Haifa University - Dept. of CS Theory Seminar
Speaker : Or Meir, Weizmann.
Title: "Combinatorial Construction of Locally Testable Codes"
Date: Thursday, Dec. 20.
Place: Haifa U. Education Building, room 570.
Time: 12:15 - 13:30
Abstract:
An error correcting code is said to be \sf{locally testable} if there is a
test that can check whether a given string is a codeword of the code, or
rather far from the code, by reading only a constant number of symbols of
the string. Locally Testable Codes (LTCs) were first explicitly studied by
Goldreich and Sudan (J. ACM 53(4)) and since then few constructions of LTCs
were suggested.
LTCs are connected with Probabilistically Checkable Proofs (PCPs) and can
be seen as the "combinatorial counterparts" of PCPs. Since they are simpler
objects then PCPs, one might expect that constructing LTCs would be easier
than constructing PCPs. However, all the known constructions either use PCP
as a building block, or imply directly the existence of a PCP.

- **Given records**:
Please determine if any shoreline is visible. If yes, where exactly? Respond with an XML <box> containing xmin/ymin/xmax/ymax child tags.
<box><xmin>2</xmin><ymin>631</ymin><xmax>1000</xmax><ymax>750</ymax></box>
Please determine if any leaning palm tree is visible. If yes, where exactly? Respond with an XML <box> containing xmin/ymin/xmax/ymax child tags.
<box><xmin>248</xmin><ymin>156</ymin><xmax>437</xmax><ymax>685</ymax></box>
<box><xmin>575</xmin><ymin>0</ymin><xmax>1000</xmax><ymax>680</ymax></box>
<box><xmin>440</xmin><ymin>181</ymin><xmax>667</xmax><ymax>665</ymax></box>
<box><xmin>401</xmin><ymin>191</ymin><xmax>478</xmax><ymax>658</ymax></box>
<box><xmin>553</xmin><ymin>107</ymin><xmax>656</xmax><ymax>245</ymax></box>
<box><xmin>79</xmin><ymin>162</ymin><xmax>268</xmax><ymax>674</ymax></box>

- **Brief A**:
According to the seminar announcement, who first explicitly studied Locally Testable Codes?
- **Brief B**:
Translate this sentence from the seminar announcement into Spanish: "LTCs are connected with Probabilistically Checkable Proofs (PCPs) and can be seen as the "combinatorial counterparts" of PCPs."
- **Brief C**:
Write the next part of the seminar announcement on locally testable codes, picking up after its last sentence.
The rows have nothing to do with what you're asked to do here.

- **Final answer A**:
Goldreich and Sudan (J. ACM 53(4)).

- **Final answer B**:
Los LTC están relacionados con las pruebas verificables probabilísticamente (PCP) y pueden considerarse las "contrapartes combinatorias" de las PCP.

- **Final answer C**:
In this work we present a new and simpler construction of LTCs that seems
to be strictly weaker than PCP. Another important feature of our
construction is that it is purely combinatorial, while previous
constructions were very algebraic. Finally, our construction matches the
parameters of the best known construction of LTCs by Ben-Sasson and Sudan
(STOC 2005) and Dinur (STOC 2006).